>> START Given records

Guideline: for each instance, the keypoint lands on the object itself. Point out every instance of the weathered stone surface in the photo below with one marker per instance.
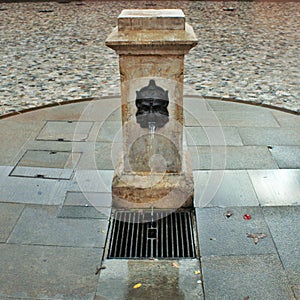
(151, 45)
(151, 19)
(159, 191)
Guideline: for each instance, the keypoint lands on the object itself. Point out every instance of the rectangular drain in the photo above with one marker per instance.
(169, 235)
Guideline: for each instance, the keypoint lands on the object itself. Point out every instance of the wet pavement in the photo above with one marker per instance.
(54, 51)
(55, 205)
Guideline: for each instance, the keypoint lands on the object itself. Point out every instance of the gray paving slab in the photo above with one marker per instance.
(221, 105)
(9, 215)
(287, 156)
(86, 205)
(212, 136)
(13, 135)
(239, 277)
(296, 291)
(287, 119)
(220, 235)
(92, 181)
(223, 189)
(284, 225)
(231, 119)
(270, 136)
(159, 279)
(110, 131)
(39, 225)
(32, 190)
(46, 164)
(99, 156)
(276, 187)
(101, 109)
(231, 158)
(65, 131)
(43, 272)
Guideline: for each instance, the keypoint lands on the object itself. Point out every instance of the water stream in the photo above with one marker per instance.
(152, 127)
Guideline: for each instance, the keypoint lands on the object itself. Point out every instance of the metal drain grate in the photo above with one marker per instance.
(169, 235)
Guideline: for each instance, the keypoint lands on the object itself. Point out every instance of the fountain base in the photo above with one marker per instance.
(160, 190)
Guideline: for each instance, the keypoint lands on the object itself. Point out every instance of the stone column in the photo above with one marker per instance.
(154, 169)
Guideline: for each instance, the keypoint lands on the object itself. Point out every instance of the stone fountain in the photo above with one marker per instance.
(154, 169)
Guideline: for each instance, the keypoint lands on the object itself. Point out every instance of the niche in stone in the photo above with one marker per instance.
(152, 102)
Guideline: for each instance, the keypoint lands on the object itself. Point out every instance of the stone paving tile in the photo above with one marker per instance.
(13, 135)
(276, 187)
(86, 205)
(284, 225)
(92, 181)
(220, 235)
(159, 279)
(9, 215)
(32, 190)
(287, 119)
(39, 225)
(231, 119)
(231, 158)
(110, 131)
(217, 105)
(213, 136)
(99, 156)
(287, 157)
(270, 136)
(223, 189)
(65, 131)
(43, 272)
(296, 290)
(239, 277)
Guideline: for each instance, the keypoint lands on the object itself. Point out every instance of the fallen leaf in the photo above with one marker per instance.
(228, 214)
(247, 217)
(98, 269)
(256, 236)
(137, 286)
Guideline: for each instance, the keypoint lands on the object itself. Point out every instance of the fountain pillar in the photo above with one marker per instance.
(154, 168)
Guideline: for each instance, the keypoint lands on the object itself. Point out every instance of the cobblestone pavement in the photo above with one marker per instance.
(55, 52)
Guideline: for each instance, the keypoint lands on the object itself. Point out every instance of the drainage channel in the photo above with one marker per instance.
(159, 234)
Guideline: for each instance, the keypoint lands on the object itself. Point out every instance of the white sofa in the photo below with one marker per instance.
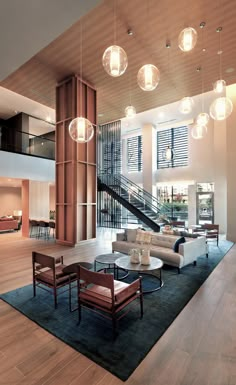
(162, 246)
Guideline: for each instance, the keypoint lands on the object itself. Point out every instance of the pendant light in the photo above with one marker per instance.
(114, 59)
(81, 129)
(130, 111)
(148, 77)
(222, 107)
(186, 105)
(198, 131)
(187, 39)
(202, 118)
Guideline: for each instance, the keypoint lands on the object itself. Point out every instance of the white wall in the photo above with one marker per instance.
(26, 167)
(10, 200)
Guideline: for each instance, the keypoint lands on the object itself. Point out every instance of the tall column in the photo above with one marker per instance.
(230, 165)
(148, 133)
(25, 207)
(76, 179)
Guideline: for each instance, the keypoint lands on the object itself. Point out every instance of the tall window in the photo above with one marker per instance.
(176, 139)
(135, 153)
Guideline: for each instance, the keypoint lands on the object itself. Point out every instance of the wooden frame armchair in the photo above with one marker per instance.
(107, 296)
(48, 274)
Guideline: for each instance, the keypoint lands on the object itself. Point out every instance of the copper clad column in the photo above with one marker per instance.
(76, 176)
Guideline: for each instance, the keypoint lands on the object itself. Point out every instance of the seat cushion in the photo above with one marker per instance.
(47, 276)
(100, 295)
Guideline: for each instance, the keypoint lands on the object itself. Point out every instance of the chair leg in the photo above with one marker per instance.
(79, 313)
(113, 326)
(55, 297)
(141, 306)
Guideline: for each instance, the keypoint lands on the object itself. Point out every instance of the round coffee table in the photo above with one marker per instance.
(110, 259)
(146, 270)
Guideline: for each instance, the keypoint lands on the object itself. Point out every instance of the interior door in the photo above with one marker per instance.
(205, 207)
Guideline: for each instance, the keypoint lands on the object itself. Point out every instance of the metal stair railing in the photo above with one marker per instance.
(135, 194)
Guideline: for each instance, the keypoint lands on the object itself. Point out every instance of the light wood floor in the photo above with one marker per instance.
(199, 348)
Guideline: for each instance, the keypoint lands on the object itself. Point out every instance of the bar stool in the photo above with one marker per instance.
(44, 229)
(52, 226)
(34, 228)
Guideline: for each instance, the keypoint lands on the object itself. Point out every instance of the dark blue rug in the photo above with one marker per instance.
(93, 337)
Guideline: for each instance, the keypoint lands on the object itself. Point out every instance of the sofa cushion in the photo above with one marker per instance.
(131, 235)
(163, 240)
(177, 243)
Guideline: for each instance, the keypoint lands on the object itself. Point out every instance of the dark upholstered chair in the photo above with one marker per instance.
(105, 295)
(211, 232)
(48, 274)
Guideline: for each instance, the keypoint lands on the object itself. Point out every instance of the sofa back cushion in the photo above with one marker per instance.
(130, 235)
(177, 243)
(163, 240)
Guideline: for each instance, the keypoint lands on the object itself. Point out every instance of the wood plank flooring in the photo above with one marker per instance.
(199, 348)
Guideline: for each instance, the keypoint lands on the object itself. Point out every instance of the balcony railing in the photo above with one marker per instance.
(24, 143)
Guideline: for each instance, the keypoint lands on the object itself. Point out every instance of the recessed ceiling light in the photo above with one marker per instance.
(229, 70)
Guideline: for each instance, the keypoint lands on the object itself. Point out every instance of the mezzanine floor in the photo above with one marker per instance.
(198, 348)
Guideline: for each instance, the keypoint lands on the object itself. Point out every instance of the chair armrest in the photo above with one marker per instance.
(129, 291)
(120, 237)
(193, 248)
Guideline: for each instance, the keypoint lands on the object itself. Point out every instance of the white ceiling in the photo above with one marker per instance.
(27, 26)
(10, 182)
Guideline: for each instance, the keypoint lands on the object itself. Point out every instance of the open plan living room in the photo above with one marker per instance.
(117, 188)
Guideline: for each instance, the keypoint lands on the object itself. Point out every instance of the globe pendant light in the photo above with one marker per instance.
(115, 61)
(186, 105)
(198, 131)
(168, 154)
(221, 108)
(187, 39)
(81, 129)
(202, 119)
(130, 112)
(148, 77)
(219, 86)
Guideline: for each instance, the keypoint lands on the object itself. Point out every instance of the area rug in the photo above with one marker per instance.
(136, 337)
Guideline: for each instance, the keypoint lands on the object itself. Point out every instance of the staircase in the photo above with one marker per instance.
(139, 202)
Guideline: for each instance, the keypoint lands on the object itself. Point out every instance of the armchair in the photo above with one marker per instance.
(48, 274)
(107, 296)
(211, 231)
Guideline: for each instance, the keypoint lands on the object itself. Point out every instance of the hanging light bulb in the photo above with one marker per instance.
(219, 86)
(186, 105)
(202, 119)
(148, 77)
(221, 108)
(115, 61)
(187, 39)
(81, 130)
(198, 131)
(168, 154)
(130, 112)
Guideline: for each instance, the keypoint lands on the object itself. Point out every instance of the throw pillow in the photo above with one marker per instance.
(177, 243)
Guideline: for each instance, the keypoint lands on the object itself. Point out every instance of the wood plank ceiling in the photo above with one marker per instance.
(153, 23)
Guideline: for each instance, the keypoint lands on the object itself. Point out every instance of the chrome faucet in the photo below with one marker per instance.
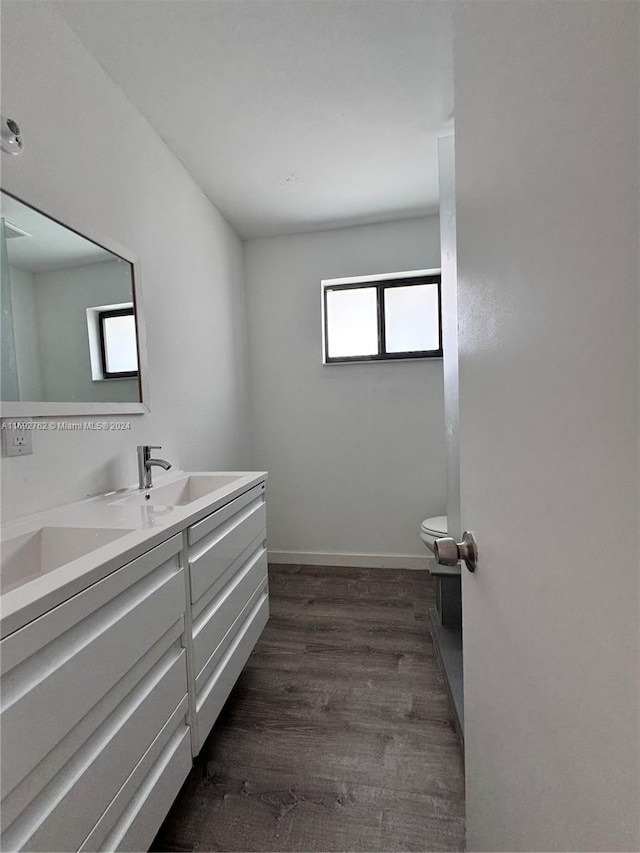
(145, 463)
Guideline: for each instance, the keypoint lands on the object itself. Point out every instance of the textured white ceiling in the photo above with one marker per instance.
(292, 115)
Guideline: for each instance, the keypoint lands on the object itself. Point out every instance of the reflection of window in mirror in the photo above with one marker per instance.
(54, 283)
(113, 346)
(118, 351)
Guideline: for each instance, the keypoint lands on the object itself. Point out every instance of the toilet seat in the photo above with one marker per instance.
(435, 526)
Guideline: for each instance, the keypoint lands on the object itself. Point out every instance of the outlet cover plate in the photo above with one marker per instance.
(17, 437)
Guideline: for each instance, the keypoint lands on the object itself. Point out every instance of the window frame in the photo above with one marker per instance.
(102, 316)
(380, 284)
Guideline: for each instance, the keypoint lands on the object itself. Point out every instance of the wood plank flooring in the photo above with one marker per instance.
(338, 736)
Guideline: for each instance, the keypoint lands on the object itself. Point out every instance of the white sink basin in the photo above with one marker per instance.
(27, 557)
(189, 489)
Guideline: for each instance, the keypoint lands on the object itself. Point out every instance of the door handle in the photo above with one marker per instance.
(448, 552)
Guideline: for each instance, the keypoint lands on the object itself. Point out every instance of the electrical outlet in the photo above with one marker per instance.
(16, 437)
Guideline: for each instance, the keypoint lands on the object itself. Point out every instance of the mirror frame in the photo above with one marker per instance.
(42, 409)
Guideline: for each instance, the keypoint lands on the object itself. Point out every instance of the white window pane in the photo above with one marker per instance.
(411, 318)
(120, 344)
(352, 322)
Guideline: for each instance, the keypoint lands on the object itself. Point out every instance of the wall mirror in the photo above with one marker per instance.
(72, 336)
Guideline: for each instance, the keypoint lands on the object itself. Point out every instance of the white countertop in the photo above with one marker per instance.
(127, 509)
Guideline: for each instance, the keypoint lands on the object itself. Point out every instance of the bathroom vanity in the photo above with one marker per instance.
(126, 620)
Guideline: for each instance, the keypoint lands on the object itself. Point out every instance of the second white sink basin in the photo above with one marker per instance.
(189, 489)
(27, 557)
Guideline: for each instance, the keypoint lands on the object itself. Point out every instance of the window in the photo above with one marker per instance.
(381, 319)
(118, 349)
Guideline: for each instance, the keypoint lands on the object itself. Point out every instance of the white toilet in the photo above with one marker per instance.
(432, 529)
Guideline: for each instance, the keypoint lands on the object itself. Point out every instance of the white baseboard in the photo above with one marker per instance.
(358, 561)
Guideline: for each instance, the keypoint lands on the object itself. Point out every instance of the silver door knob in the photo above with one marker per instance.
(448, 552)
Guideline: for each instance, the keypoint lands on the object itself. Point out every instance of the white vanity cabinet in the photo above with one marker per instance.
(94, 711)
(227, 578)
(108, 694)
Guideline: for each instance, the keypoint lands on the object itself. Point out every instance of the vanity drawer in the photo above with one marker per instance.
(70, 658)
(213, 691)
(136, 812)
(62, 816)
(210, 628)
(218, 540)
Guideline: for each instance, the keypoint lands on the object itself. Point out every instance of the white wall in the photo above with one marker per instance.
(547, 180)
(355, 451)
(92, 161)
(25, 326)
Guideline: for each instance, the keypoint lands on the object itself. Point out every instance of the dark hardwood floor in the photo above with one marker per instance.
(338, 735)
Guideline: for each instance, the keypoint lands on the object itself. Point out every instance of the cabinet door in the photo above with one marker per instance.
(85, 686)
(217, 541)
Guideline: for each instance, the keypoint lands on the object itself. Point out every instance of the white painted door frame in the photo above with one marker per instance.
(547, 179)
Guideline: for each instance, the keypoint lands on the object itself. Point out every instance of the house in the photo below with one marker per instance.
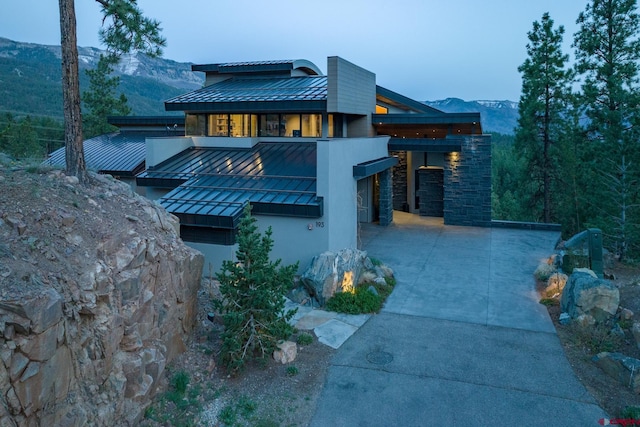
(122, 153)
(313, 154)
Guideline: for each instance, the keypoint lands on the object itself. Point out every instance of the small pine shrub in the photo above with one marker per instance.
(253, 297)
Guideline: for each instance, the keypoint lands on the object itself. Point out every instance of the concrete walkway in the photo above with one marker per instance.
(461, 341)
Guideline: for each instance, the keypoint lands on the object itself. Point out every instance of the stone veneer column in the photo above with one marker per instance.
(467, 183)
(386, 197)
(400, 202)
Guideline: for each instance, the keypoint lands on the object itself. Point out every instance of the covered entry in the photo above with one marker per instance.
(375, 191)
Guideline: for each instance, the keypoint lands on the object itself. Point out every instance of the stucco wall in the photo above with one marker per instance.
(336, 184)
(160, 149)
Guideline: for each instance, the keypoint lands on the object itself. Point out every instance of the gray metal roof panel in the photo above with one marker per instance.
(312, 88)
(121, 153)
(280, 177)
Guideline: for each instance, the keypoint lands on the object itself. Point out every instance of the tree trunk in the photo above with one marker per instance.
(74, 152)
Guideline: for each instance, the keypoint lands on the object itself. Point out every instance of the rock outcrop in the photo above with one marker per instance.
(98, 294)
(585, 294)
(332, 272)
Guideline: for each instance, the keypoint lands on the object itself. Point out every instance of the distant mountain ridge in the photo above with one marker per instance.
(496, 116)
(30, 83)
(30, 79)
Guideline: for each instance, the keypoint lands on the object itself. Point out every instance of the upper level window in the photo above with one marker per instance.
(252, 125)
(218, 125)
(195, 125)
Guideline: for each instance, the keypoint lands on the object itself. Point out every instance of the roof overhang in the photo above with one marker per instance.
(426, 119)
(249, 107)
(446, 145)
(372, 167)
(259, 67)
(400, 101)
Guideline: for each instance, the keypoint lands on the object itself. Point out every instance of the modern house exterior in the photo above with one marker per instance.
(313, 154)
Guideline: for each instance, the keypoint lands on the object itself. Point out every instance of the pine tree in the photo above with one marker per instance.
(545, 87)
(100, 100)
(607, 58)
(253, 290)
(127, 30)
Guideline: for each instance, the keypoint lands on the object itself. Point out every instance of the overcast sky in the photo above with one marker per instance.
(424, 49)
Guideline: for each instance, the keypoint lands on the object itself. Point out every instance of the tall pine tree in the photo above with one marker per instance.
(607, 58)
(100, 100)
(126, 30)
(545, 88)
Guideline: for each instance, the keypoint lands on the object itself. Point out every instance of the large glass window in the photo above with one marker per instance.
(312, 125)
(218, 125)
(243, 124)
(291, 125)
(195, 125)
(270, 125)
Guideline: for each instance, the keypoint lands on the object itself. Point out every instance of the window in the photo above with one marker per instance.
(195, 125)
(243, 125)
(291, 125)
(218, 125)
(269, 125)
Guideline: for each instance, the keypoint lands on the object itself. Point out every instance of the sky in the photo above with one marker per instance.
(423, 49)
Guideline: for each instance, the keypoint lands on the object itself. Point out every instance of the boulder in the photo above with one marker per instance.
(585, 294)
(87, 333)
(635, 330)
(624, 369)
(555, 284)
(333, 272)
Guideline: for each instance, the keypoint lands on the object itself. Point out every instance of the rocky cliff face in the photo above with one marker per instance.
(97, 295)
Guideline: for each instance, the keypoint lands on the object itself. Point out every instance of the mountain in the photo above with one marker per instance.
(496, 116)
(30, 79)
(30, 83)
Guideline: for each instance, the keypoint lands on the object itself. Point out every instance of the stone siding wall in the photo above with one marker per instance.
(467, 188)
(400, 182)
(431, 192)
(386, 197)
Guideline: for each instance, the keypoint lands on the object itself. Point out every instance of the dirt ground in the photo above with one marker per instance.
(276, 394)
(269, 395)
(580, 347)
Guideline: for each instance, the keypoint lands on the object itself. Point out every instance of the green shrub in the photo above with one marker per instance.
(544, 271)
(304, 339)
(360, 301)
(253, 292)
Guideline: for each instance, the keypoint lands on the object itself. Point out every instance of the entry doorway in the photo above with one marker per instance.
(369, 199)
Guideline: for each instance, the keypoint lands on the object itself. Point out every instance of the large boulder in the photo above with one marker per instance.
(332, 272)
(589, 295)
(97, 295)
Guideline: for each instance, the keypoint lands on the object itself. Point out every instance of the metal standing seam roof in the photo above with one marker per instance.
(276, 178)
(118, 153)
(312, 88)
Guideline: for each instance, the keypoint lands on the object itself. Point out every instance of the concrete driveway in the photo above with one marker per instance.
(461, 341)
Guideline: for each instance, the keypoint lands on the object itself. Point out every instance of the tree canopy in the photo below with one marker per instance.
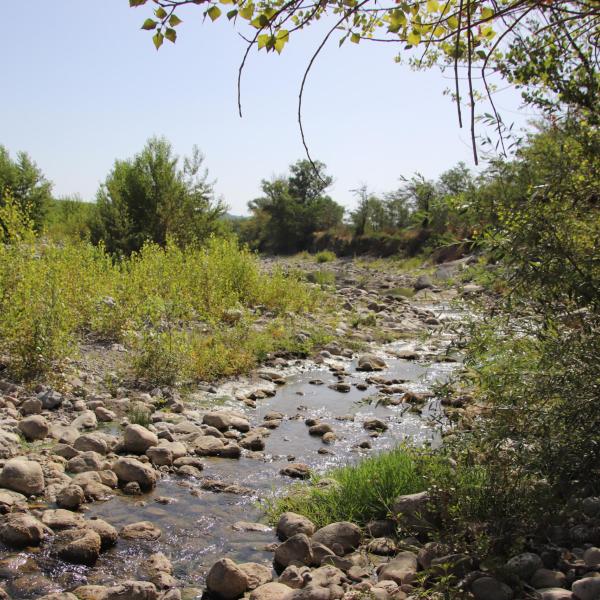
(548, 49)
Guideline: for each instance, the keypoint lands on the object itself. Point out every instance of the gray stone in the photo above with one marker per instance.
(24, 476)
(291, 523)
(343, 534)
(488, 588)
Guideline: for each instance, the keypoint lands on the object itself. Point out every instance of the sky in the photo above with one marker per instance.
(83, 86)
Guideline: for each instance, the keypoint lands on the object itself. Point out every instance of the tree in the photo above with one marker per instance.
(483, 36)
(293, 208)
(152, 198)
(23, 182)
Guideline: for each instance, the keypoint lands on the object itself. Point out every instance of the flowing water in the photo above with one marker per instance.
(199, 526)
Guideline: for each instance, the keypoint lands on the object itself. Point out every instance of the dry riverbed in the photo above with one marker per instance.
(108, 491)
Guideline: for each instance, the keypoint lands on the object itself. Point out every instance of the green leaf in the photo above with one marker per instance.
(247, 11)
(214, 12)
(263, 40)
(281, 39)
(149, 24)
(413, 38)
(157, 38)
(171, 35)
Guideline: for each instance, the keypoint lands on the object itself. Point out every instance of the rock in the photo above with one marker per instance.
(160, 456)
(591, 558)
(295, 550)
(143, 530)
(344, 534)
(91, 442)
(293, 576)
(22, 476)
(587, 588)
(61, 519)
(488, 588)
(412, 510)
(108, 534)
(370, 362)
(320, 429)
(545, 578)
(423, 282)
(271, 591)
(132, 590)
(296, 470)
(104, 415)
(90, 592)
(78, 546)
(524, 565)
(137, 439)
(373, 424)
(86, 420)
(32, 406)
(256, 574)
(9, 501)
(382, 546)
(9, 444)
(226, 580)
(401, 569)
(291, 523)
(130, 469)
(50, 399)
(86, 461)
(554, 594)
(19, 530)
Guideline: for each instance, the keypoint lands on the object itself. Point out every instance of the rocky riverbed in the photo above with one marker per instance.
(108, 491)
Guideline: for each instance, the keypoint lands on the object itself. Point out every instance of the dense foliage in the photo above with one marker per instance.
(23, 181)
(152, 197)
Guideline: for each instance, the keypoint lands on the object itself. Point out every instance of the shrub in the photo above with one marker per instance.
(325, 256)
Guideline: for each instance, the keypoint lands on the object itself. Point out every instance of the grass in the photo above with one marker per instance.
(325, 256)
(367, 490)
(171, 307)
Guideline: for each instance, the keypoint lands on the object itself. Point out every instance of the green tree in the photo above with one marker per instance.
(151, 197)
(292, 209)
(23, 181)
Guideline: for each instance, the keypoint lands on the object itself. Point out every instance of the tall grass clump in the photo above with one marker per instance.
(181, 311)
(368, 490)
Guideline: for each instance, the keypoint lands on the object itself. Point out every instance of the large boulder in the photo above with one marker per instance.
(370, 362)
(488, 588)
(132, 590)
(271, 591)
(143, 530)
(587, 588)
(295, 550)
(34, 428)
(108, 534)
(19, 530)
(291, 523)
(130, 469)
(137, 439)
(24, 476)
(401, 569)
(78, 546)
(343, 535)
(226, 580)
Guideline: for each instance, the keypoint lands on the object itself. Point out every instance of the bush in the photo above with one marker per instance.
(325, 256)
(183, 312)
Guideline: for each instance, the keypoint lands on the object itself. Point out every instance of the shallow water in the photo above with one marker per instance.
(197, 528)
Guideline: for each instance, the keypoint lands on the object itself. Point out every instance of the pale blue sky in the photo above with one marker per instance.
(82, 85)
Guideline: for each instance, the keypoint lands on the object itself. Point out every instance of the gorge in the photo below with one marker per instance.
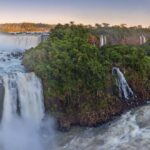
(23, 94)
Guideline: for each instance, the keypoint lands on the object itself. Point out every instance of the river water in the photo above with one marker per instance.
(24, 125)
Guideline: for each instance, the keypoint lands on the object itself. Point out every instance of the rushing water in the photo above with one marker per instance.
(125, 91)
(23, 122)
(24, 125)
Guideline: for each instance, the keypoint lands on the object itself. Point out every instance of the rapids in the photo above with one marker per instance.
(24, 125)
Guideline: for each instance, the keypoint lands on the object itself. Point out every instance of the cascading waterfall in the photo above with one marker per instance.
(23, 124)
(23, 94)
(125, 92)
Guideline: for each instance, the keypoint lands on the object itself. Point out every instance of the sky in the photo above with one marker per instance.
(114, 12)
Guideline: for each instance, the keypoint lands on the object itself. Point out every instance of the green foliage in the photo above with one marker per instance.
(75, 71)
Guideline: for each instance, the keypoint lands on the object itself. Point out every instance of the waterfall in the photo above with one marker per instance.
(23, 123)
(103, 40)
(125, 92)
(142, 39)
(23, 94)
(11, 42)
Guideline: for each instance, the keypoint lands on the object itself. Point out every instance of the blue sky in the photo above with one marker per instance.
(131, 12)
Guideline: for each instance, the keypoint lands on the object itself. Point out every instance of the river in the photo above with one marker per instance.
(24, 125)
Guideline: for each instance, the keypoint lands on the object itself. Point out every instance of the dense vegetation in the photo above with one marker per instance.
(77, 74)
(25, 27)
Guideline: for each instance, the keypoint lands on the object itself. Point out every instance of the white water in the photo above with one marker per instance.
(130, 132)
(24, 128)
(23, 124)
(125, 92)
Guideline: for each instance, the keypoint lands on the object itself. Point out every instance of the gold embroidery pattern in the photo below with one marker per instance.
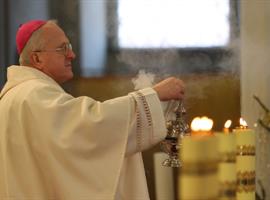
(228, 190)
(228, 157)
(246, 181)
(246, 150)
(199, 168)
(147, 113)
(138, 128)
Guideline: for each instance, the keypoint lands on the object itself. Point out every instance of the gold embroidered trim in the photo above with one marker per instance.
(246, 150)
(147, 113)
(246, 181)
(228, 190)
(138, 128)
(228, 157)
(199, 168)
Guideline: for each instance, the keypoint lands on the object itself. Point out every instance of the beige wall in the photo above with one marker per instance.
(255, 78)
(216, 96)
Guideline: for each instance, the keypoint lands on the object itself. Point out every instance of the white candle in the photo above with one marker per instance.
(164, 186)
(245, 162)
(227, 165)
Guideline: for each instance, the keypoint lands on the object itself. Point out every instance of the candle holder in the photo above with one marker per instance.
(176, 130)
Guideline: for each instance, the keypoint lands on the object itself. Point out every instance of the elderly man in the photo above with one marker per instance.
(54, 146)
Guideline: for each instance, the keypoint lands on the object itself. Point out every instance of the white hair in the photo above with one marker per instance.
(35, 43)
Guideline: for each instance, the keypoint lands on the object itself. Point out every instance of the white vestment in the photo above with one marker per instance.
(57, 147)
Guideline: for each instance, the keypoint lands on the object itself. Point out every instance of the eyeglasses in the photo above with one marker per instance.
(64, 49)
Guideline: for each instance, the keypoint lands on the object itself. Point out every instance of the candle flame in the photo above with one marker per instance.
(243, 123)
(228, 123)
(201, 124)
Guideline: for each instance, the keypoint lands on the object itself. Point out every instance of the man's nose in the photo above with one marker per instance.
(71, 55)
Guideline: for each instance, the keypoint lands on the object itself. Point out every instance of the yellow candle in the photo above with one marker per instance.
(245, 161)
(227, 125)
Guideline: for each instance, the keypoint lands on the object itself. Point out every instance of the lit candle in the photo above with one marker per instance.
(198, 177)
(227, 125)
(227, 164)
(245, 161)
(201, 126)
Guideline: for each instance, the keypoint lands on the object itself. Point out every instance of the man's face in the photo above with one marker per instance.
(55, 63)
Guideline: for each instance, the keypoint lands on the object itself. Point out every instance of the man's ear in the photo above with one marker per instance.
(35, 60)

>> END Given records

### [Task goal]
Substitute "point" for "keypoint" in the records, starting with the line containing "the man's ear" and going on through the end of the records, and give those lines again with everything else unchanged.

### [Exercise solution]
Guideline: for each instance, the point lands on the object itself. Point out every instance of the man's ear in the photo above with one marker per instance.
(35, 60)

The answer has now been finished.